» Your goal
In the thread below, which kernel version is said to fix the reiserfs deadlock in out-of-space situations?

What does happen if a raid array fails (i.e. 2 disks fail and there's
no spare, or 1 spare and 3 disks fail etc.)? If it's not an important
array (i.e. no swap or root filesystem on it), is there a reason for
the system to go down? Isn't it possible to just mark the mounted
filesystem as erroneous and return EIO to applications accessing it?

There's also the case 1, using uml. In this case I'm sure there was
no problem with space. The sparse filesystem image file I used is
exactly 500'000'000 bytes, and there's 1675228 k free space on the
partition where it is put on.

Christian.

2003-06-13 20:08:20

by Oleg Drokin

[permalink] [raw]
Subject: Re: Lockups with loop'ed sparse files on reiserfs?

Hello!

On Fri, Jun 13, 2003 at 08:07:55PM +0200, Christian Jaeger wrote:

> >Any chance to hit say sysrq-T/sysrq-P to find out where CPU spins?
> I've never used those, I'll have to learn about those debugging
> options first. Where should I go to?

Read /usr/src/linux/Documentation/sysrq.txt

> Now the question is wbat happens if a partition is full.

There were a known problem with reiserfs that it might sometimes
deadlock in out-of-space situation.
This is fixed in 2.4.21

> In fact I've seen this in kern.log (full log at
> http://pflanze.mine.nu/~chris/scratch/kern.log ):
> Jun 13 11:34:57 pflanze kernel: raid5: md0, not all disks are
> operational -- trying to recover array
> ...
> Jun 13 11:34:57 pflanze kernel: md0: resyncing spare disk [dev 07:07]
> to replace failed disk

This is raid5 stuff resyncing. Probably it is normal if you just
setup the raid5 array.

> What does happen if a raid array fails (i.e. 2 disks fail and there's
> no spare, or 1 spare and 3 disks fail etc.)? If it's not an important

Everything that will access this array will break, I presume ;)

> array (i.e. no swap or root filesystem on it), is there a reason for
> the system to go down? Isn't it possible to just mark the mounted
> filesystem as erroneous and return EIO to applications accessing it?

Something like that will happen.

> There's also the case 1, using uml. In this case I'm sure there was
> no problem with space. The sparse filesystem image file I used is
> exactly 500'000'000 bytes, and there's 1675228 k free space on the
> partition where it is put on.

Ok, that's where sysrq-T/sysrq-P traceswould be most useful.
And if you'd try with 2.4.21 that would be even better.

Thank you.

Bye,
Oleg

2003-06-14 22:57:07

by Christian Jaeger

[permalink] [raw]
Subject: Re: Lockups with loop'ed sparse files on reiserfs?

At 0:22 Uhr +0400 14.06.2003, Oleg Drokin wrote:
>Read /usr/src/linux/Documentation/sysrq.txt

Done, new kernels now compiled with CONFIG_MAGIC_SYSRQ.

>There were a known problem with reiserfs that it might sometimes
>deadlock in out-of-space situation.

» Dataset extract
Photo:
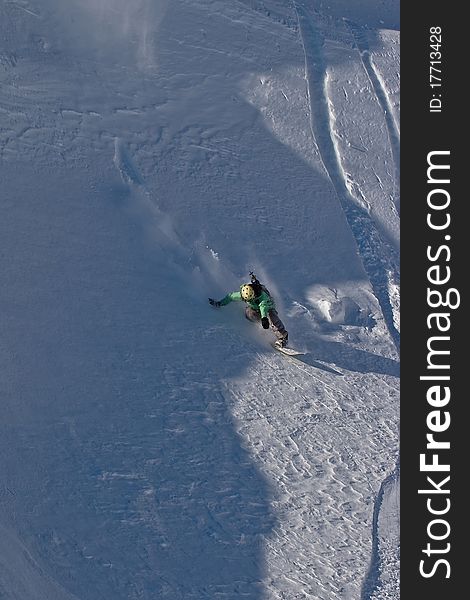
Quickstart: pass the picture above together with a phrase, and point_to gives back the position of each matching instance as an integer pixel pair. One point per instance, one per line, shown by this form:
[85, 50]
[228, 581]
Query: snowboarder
[260, 307]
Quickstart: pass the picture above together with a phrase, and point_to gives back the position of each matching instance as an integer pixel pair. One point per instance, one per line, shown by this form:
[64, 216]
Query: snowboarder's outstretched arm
[231, 297]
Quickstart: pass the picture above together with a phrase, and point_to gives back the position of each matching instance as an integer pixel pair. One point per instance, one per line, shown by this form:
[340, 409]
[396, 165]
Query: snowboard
[288, 351]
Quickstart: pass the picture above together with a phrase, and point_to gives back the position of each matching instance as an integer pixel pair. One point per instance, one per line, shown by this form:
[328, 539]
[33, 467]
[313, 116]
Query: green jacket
[263, 303]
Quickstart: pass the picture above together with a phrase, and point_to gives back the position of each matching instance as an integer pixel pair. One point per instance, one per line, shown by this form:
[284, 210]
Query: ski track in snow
[377, 255]
[383, 98]
[373, 250]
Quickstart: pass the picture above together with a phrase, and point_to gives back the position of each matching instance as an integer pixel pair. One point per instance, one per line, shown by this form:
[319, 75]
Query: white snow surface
[153, 153]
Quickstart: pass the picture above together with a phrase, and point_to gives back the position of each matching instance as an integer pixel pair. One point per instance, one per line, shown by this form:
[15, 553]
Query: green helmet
[247, 292]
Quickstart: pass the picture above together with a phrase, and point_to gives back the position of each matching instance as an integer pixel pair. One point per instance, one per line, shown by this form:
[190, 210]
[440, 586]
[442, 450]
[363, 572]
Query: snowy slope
[151, 156]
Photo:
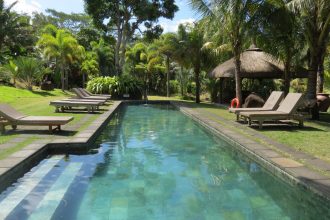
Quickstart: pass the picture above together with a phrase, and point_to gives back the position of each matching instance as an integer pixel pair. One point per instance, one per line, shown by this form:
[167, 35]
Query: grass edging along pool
[284, 168]
[16, 165]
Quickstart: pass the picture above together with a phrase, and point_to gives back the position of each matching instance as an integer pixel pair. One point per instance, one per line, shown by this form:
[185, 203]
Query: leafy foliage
[116, 86]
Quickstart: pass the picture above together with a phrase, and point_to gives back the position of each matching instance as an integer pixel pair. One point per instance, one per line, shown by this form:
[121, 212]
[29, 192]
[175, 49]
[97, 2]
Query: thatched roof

» Expected output
2.4.21